▶ Testo estratto:
È il retroscena del biennio al tritolo che insanguinò il Paese tra il 1992 e il 1993 quello tratteggiato da Gianfranco Donadio nella sua audizione di quattro ore - e in parte secretata - davanti alla Commissione parlamentare antimafia. Mattiello (Pd): "Forse i tempi sono maturi per una ricomposizione storica e politica di quei fatti e di quelle responsabilità"
Una tecnologia molto sofisticata nelle stragi del 1992. E la presenza definita come certa negli attentati dell’anno successivo a Roma, Firenze e Milano. E poi la presenza sullo sfondo del biennio al tritolo della Falange Armata, l’oscura sigla che rivendicava gli attentati della banda della Uno Bianca ma anche gli attentati di mafia, la formazione delle leghe meridionali indipendentiste, il ruolo di Gladio e quello della massoneria del Grande oriente d’Italia. È il retroscena del biennio al tritolo che insanguinò il Paese tra il 1992 e il 1993 quello tratteggiato da Gianfranco Donadio nella sua audizione davanti alla Commissione parlamentare antimafia. Quattro ore d’audizione – in parte secretata – in cui l’ex sostituto procuratore della Dna ha raccontato ai comissari che nel 1992 i mafiori erano già in grado di clonare i telefoni cellulari per schermarli. Una tecnologia utilizzata per organizzare la strage di Capaci, indagine sulla quale il magistrato ha lavorato ipotizzando l’esistenza di un “secondo cantiere“- diverso da quello preparato da Giovanni Brusca – per imbottire l’autostrada di tritolo e uccidere Giovanni Falcone, la moglie e gli uomini della scorta.

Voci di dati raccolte

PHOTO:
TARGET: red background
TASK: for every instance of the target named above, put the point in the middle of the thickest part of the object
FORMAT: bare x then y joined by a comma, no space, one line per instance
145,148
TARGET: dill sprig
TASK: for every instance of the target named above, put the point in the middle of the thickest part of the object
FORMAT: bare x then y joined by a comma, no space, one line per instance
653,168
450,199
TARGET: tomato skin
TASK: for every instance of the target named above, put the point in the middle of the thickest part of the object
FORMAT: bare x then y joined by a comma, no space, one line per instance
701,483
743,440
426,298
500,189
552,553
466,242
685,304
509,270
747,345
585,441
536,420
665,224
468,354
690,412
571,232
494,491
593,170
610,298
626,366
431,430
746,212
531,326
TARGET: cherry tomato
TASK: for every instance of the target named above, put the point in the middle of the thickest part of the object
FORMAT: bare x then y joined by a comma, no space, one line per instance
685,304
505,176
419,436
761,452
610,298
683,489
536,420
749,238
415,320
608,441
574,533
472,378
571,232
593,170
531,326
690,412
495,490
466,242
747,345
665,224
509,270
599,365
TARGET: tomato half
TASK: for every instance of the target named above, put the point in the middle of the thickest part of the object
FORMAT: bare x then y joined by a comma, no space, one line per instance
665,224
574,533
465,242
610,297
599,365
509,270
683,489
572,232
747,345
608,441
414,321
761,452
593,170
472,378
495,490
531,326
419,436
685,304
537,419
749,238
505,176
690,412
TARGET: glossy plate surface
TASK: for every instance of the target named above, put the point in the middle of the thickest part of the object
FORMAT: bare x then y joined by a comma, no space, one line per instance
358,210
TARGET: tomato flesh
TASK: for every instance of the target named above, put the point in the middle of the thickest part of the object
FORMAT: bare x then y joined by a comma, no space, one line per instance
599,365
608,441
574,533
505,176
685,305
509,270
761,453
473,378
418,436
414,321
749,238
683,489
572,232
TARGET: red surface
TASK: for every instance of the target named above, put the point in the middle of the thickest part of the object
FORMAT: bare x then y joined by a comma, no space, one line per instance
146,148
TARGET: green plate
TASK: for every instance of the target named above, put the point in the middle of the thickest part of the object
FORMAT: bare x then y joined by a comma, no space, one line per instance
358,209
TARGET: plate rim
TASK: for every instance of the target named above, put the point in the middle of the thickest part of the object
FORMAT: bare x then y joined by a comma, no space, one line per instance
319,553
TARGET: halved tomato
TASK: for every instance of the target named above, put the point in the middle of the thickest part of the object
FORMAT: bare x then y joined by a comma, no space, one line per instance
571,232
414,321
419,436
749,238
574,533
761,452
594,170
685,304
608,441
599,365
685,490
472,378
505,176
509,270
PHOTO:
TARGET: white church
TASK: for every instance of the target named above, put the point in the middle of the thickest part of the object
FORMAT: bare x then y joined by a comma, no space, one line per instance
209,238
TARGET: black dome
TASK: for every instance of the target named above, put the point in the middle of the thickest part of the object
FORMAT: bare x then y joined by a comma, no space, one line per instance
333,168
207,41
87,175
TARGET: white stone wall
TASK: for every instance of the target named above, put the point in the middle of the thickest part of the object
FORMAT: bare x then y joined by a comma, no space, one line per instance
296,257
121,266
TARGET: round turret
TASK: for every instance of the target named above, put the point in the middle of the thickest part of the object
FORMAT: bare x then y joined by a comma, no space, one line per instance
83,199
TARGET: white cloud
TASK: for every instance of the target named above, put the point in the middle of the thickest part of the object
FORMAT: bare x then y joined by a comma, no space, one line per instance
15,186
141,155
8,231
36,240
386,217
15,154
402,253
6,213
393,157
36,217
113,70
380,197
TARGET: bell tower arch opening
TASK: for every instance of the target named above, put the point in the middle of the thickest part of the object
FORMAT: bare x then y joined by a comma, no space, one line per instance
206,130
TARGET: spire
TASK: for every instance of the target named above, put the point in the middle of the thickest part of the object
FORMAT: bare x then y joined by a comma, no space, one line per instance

▶ Esercizio:
Secondo il testo estratto:
(a) Quante ore è durata l'audizione di Gianfranco Donadio?
(b) In quali città sono avvenuti gli attentati dell'anno successivo alle stragi del 1992?
(c) Chi aveva preparato il cantiere diverso dal "secondo cantiere" ipotizzato per la strage di Capaci?
Le voci raccolte non servono.

▶ Soluzione:
(a) Quattro ore.
(b) A Roma, Firenze e Milano.
(c) Giovanni Brusca.